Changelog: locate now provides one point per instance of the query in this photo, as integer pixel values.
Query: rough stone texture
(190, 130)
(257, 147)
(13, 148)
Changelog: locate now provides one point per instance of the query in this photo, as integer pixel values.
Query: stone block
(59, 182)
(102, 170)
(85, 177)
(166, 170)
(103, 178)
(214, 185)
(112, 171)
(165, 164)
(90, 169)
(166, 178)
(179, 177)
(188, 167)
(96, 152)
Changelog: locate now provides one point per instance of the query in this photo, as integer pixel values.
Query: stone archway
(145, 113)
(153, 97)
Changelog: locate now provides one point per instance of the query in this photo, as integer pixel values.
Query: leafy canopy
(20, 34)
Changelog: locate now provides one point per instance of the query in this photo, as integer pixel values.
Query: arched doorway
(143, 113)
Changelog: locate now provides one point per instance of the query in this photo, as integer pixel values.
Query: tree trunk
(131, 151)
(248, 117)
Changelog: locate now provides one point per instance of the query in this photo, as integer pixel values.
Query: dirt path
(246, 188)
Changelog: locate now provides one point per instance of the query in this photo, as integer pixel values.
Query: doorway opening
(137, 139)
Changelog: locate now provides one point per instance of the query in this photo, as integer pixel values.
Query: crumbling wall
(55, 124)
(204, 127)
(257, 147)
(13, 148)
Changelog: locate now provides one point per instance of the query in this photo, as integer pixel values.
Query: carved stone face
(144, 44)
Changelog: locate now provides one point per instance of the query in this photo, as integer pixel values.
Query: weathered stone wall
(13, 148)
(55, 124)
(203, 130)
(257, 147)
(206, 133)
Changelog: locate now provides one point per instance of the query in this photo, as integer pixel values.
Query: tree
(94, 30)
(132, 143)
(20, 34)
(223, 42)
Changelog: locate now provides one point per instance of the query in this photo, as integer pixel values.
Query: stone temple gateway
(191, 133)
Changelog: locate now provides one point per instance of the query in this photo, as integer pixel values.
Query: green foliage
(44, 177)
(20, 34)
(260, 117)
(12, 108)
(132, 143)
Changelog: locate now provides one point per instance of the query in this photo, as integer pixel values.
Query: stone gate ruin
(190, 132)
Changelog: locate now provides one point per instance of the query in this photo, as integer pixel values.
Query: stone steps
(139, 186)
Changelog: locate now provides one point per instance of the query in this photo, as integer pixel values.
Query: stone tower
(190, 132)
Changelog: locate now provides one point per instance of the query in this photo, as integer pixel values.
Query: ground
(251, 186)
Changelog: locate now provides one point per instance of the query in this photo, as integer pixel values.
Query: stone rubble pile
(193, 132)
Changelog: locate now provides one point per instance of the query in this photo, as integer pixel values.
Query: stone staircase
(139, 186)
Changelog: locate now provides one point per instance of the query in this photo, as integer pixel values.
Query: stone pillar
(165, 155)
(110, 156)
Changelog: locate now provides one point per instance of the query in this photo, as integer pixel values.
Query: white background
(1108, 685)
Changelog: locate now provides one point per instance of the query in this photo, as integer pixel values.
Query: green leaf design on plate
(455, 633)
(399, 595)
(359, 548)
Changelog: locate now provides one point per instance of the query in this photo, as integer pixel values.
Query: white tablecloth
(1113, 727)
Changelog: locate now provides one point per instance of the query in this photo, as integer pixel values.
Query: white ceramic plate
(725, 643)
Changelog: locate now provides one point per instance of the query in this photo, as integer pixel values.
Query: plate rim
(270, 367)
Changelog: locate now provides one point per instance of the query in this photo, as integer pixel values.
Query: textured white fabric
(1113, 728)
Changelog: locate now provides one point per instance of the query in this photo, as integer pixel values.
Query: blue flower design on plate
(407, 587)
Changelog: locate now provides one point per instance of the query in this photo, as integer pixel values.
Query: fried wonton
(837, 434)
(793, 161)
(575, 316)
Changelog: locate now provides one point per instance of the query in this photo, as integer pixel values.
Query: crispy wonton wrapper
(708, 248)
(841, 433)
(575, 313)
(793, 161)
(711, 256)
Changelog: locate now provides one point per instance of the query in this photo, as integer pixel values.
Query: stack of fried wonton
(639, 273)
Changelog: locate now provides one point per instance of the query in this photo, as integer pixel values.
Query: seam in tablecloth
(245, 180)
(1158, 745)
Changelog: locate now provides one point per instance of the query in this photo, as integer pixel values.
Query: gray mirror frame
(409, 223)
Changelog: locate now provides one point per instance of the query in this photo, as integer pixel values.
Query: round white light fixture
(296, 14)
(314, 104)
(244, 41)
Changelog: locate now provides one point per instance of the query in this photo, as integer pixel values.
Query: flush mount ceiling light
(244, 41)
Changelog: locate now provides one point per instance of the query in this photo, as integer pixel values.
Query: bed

================

Once you reach the line containing "Query: white ceramic plate", output that line and each one after it exactly, ending with the final line of the listing and adding nothing else.

Query: white ceramic plate
(725, 643)
Changelog: locate now provides one point per instance of the query in this photo, as integer pixel values.
Query: plate rim
(270, 367)
Changelog: locate now provides one point per instance of the query in this photo, as integer pixel values.
Query: textured white fabric
(1113, 728)
Changelog: locate now provides one point per instance of the query in this photo, as integer pixel values.
Query: blue flower design on plate
(407, 587)
Changelog: locate now provides one point per instance of the query in this photo, as integer pixel values.
Query: fried wonton
(837, 434)
(793, 161)
(575, 316)
Changelog: locate now provides one point per instance of the query in this photo, as integer pixel values.
Query: crispy wonton wrapper
(708, 248)
(841, 433)
(575, 313)
(793, 161)
(711, 256)
Changelog: locate now provides one point per instance of the query in this photo, as integer pixel values.
Query: stack of fried wonton
(639, 273)
Changelog: locate now provides one point per instance of the query in this photo, as integer pixel values.
Query: seam in tablecloth
(245, 180)
(1158, 745)
Changelog: locate now provides one point per instance of the query in this photo, as integer pixel values.
Query: gray mirror frame
(409, 223)
Changelog: locate now provides one point per instance of the query in this photo, as integer pixel values.
Query: round white light fixture
(296, 14)
(314, 104)
(244, 41)
Changelog: locate now provides one point per instance of the query in this photo, as integer pixel values.
Query: flush mount ceiling light
(244, 41)
Changelog: locate now provides one point per instance of the query in this photo, as integer pixel values.
Query: bed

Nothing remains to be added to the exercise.